### Tarea asignada 1
Según el texto sobre Ícaro, ¿por qué hay más dignidad en el afán de querer más que en los comentarios moralizantes que lo censuran? Responde en una a tres oraciones.

### Texto de la página
################
Ya que las ondas se han calmado en el agua después de la caída, no faltará quien mencione la palabra “soberbia” y sentencie alguna barbaridad sobre la desmesura de los sueños y la impertinencia de pretender lo imposible, de dejarse llevar por la búsqueda de más y más. Previsiblemente recordará el verso de Petrarca, “A cader và chi troppo in alto sale” (“Ha de caer quien sube demasiado alto”). Pero en ese querer más, en esa fiebre por la osadía, en ese deslumbramiento por la luz del sol, hay mayor dignidad que en todos los comentarios moralizantes que lo censuran, pues incluso esa caída estrepitosa supone, con todo su poético patetismo, la salvación a través de la derrota.

 
9

La posibilidad del fracaso está siempre presente en aquél que se deja arrastrar por sus ilusiones, y quizá sea esa misma posibilidad la que mantenga viva la chispa de la audacia. Nada lo disuadirá de dar finalmente el salto, nada lo detendrá en su carrera desaconsejada, ya que no intentarlo, no acudir al llamado de lo imposible o lo prohibido, de lo demasiado ambicioso o lo desviado o lo fuera de lugar, constituiría un fracaso mayor, el fracaso insoportable de cruzarse de brazos en medio de la comodidad.

 

10

Acaso Ícaro no sólo se sentía atraído por la proximidad del sol, por el vértigo de las alturas, sino que también lo llamaba la caída. Tras el prodigio de volar, tras la delicia de flotar en el aire, caer, desplomarse como un peso muerto, podía ser otra forma de alcanzar la cima.
################
### Registros de una colección
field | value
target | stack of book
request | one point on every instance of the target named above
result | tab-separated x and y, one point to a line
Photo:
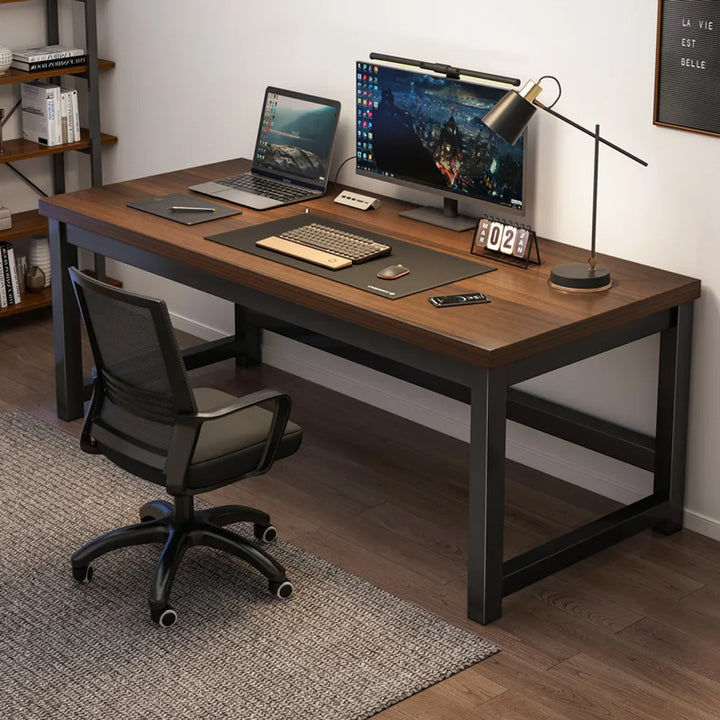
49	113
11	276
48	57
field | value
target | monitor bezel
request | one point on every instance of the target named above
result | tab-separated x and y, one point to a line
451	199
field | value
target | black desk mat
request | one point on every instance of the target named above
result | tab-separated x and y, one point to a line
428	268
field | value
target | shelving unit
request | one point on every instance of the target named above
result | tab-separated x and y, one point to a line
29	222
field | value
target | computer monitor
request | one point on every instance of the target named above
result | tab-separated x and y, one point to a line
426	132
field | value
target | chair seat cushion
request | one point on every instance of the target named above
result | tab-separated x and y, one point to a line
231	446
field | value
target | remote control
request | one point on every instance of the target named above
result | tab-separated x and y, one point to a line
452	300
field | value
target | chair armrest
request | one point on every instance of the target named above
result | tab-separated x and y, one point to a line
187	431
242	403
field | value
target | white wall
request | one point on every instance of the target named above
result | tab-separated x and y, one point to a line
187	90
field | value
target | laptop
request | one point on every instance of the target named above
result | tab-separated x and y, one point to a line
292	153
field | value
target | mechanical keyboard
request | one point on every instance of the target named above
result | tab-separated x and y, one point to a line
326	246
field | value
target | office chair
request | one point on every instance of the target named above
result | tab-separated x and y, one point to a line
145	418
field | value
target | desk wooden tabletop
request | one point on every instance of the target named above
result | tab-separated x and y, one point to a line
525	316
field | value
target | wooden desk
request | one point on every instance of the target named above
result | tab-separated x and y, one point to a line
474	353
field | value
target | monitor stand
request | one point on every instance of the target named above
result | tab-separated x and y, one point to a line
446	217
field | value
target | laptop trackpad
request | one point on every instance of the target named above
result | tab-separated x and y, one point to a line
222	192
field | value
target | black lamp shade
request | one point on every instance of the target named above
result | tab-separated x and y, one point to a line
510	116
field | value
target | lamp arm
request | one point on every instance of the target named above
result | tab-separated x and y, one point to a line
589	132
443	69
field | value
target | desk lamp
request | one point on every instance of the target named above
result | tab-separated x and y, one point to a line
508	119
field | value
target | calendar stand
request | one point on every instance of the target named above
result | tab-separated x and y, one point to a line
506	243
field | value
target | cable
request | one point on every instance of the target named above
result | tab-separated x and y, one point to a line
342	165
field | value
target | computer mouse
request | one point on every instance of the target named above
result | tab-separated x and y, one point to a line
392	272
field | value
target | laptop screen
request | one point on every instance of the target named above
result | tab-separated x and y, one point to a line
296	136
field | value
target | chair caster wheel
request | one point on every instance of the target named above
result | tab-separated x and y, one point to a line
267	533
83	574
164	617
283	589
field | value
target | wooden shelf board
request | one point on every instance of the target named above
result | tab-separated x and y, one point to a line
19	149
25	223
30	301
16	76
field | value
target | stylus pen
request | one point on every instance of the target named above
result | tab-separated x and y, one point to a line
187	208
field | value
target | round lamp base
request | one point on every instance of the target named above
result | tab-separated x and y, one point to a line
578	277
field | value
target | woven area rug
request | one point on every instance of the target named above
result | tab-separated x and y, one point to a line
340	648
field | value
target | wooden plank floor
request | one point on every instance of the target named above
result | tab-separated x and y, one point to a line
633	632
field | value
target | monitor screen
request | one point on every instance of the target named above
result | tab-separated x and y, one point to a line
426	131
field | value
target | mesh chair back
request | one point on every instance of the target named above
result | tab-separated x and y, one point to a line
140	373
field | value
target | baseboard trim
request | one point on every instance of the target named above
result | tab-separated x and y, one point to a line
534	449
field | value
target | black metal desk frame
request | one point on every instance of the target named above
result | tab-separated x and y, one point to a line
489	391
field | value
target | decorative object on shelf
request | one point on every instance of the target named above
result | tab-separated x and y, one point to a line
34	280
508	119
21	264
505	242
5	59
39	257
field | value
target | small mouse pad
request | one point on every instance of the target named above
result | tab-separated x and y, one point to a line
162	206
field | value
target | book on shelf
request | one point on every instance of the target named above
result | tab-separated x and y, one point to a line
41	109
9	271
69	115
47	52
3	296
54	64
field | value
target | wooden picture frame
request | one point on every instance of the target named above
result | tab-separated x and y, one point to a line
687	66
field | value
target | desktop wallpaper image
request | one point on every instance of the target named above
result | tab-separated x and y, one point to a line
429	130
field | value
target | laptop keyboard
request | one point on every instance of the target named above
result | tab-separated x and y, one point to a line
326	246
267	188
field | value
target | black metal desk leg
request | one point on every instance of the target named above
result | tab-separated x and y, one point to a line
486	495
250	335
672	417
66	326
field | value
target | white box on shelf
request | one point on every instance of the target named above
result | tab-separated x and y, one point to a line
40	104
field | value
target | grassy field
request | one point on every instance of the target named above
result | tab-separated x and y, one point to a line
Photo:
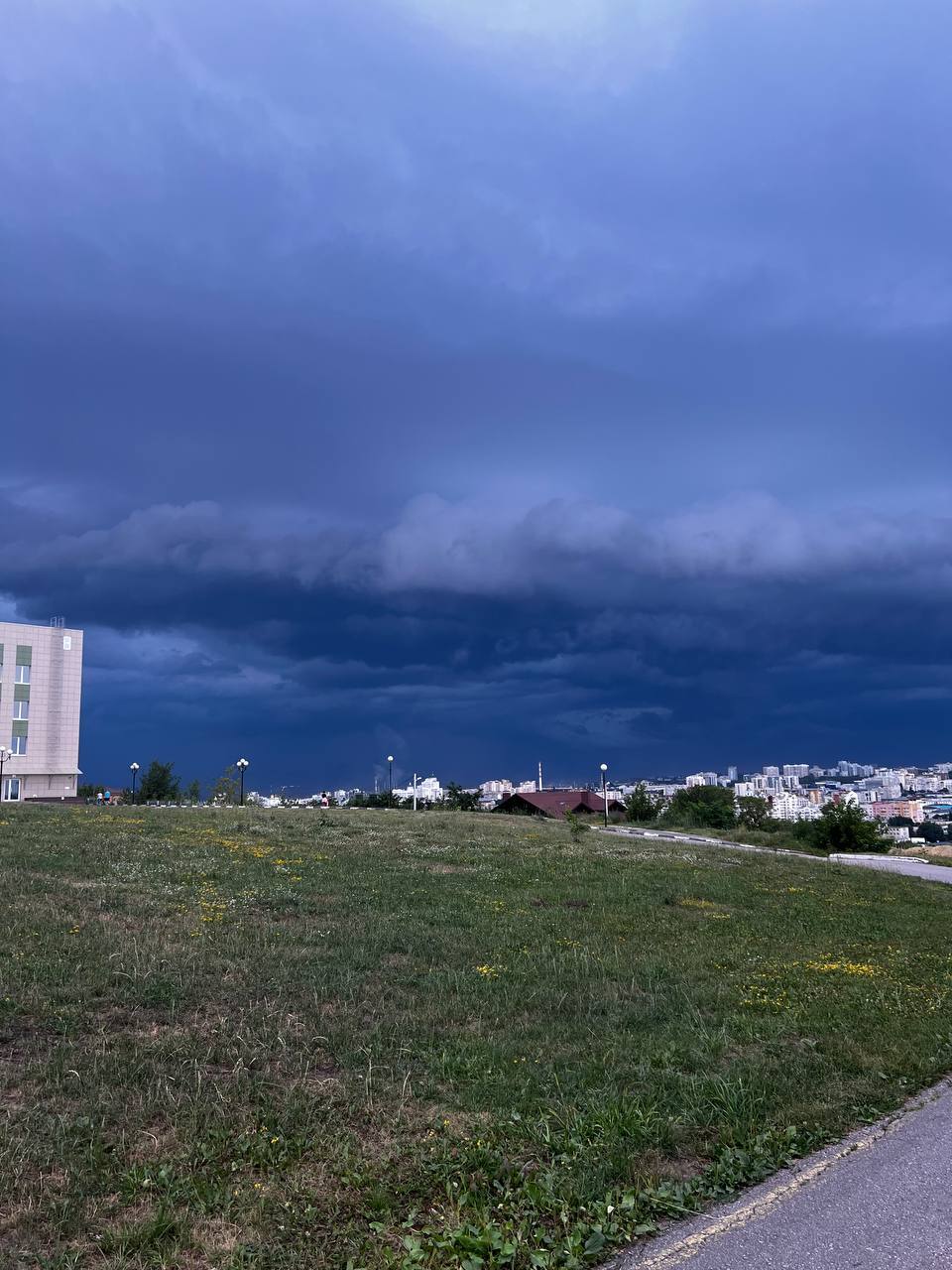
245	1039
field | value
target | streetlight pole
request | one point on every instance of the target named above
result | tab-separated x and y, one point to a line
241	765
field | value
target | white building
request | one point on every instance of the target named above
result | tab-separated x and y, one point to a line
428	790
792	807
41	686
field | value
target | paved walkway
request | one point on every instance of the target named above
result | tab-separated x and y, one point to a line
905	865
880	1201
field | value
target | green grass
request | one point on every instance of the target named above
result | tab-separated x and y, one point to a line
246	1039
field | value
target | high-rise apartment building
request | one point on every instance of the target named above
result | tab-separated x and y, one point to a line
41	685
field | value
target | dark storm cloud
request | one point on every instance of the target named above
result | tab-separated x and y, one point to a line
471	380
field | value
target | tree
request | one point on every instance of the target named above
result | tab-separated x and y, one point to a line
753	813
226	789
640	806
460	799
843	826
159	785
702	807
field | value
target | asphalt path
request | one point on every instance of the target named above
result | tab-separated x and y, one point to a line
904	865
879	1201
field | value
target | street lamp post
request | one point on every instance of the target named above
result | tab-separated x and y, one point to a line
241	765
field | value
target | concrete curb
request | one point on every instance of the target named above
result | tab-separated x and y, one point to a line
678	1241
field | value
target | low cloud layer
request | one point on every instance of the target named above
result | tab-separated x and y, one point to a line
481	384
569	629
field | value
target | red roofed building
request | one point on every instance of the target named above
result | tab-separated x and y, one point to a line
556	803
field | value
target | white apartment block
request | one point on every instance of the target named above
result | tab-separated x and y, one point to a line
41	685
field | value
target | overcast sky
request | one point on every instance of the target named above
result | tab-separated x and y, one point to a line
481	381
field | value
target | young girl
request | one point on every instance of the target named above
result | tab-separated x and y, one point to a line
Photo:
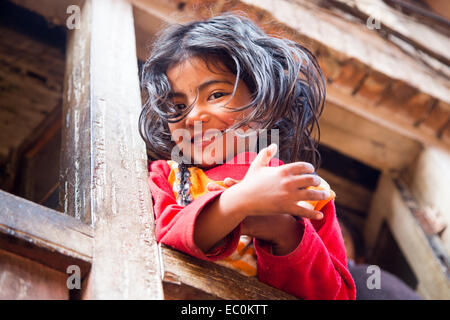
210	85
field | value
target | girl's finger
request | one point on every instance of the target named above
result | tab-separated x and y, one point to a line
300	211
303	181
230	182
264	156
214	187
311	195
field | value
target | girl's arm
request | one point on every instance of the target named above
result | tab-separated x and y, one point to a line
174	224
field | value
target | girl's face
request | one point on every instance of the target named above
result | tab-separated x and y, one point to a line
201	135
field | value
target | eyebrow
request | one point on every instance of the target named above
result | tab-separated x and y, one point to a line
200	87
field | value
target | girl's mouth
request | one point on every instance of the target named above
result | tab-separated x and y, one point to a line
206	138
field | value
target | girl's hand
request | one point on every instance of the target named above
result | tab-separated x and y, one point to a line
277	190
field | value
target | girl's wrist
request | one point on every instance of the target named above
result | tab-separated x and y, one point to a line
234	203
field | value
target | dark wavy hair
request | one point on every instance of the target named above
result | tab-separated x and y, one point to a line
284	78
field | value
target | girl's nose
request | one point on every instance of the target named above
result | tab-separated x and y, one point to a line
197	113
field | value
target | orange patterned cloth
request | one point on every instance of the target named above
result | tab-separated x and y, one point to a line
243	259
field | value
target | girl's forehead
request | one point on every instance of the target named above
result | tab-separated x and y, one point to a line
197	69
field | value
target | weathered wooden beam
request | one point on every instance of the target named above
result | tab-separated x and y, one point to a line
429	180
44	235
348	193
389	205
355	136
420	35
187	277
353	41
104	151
################
### Tarea asignada 2
Reúne todas las líneas de los registros en las que aparece la cadena "white".

### Respuesta completa 1
Porque incluso la caída estrepitosa a la que lleva ese afán supone, con todo su poético patetismo, la salvación a través de la derrota.

### Respuesta completa 2
target | white wall
target | white box on shelf
target | white building
target | white apartment block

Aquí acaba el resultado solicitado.